- Work required:
Reproduce the records below with "folding chair" substituted for "wooden step stool" and every other part left unchanged. Omit the pictures.

(Data taken from a collection)
------------------------

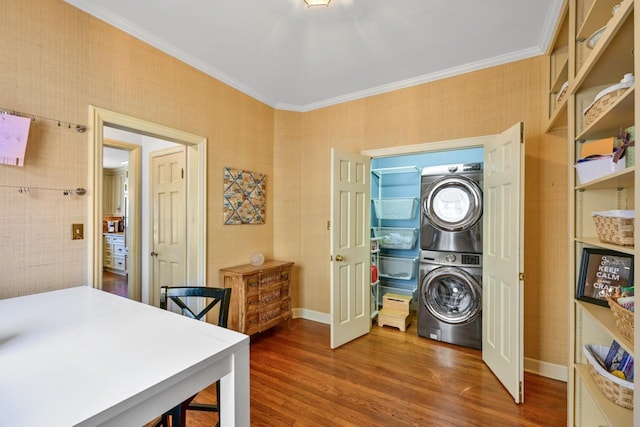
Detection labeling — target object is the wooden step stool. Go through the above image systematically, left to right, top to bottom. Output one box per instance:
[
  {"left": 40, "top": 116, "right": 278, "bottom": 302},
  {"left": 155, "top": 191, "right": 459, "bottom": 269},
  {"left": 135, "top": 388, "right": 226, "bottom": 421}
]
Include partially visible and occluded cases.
[{"left": 378, "top": 293, "right": 412, "bottom": 332}]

------------------------

- Output of the task:
Detection labeling — target object is the folding chair. Go through the above image systematically, left to right, top to bottom. Output one box per instance:
[
  {"left": 40, "top": 116, "right": 278, "bottom": 302},
  {"left": 155, "top": 191, "right": 459, "bottom": 269},
  {"left": 135, "top": 388, "right": 226, "bottom": 421}
]
Include partially visible and occluded cases.
[{"left": 378, "top": 293, "right": 412, "bottom": 332}]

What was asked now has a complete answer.